• THE TASK
Return every line of the listing below with no changes, but leave the pictures out of your answer.

═══ GIVEN ENTRIES ═══

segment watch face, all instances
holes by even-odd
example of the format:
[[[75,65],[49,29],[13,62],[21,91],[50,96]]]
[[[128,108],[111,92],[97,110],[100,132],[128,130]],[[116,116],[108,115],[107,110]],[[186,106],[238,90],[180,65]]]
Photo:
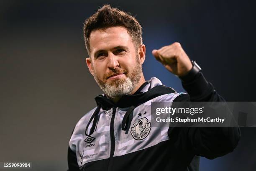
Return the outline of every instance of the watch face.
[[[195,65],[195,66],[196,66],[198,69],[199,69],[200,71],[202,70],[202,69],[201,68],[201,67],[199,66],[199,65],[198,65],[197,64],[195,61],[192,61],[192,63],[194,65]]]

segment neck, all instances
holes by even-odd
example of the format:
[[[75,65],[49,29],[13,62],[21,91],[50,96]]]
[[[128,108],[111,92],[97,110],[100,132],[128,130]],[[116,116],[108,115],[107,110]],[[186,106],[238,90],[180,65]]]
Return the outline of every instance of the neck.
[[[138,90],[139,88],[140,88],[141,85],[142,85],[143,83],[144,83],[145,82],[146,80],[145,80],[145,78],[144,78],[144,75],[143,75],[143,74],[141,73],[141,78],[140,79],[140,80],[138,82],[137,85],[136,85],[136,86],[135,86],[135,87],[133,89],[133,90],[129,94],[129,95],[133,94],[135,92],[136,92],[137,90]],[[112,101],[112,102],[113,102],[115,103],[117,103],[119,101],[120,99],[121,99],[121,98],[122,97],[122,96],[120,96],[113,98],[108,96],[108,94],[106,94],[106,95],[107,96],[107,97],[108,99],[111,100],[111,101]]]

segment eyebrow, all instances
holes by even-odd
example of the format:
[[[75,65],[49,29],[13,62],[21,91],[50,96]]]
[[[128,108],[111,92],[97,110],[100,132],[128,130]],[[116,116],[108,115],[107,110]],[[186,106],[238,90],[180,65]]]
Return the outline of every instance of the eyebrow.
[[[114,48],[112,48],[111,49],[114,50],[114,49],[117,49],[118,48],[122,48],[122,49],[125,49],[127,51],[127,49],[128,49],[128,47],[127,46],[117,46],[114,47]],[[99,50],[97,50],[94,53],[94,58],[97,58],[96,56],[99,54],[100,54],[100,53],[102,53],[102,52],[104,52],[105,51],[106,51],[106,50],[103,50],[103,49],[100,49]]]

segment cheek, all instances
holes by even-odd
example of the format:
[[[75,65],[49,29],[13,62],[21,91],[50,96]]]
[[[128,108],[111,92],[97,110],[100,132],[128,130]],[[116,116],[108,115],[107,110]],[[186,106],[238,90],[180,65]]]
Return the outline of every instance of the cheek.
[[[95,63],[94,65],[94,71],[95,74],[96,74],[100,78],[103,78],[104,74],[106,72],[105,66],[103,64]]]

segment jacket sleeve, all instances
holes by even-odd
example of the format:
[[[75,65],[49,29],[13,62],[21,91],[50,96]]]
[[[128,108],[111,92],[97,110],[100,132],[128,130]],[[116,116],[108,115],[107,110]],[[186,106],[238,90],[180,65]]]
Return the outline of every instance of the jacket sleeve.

═══

• EXERCISE RESPONSE
segment watch face, all instances
holes by even-odd
example of the format:
[[[75,65],[49,29],[13,62],[21,91],[50,96]]]
[[[128,108],[111,92],[97,110],[100,132],[128,130]],[[116,116],[108,115],[107,110]],[[186,106],[238,90],[180,65]]]
Photo:
Return the outline of every instance of the watch face.
[[[195,65],[195,66],[196,66],[198,69],[199,69],[200,71],[202,70],[202,69],[201,68],[201,67],[199,66],[199,65],[198,65],[197,64],[195,61],[192,61],[192,63],[194,65]]]

segment neck, all instances
holes by even-odd
example of the format:
[[[75,65],[49,29],[13,62],[21,91],[50,96]]]
[[[128,108],[111,92],[97,110],[100,132],[128,130]],[[116,116],[108,115],[107,110]],[[186,106],[238,90],[180,65]]]
Return the outline of every instance of the neck.
[[[138,90],[139,88],[140,88],[141,85],[142,85],[143,83],[144,83],[145,82],[146,80],[145,80],[145,78],[144,78],[144,75],[143,75],[143,74],[141,73],[141,78],[140,79],[140,80],[138,82],[137,85],[136,85],[136,86],[135,86],[135,87],[133,89],[133,90],[129,94],[129,95],[133,94],[135,92],[136,92],[137,90]],[[112,101],[112,102],[113,102],[115,103],[117,103],[119,101],[120,99],[121,99],[121,98],[122,97],[122,96],[120,96],[113,98],[108,96],[108,94],[106,94],[106,95],[107,96],[107,97],[108,99],[111,100],[111,101]]]

segment eyebrow, all instances
holes by even-odd
example of the format:
[[[75,65],[49,29],[13,62],[21,91],[50,96]]]
[[[128,108],[111,92],[97,110],[100,132],[128,130]],[[116,116],[108,115],[107,110]],[[186,106],[238,90],[180,65]]]
Return the outline of every instance of the eyebrow.
[[[114,48],[112,48],[111,49],[114,50],[114,49],[117,49],[118,48],[122,48],[122,49],[125,49],[127,51],[127,49],[128,49],[128,47],[127,46],[117,46],[114,47]],[[99,50],[97,50],[94,53],[94,58],[97,58],[96,56],[99,54],[100,54],[100,53],[102,53],[102,52],[104,52],[105,51],[106,51],[106,50],[103,50],[103,49],[100,49]]]

segment cheek, all instances
holes by even-odd
example of the format:
[[[75,65],[49,29],[13,62],[21,91],[50,96]]]
[[[128,108],[111,92],[97,110],[100,132],[128,130]],[[116,116],[108,115],[107,110]],[[186,106],[238,90],[180,65]]]
Return the outline of every instance of the cheek.
[[[95,63],[94,65],[94,71],[95,74],[96,74],[100,78],[103,78],[104,74],[106,72],[105,66],[103,64]]]

segment jacket sleeve, all instances
holes by even-odd
example of the format:
[[[75,65],[49,29],[13,62],[21,91],[50,96]]]
[[[128,108],[111,92],[97,110],[100,132],[128,130]],[[116,116],[108,115],[107,110]],[[186,106],[238,90],[180,65]]]
Return the outline of every instance of the jacket sleeve.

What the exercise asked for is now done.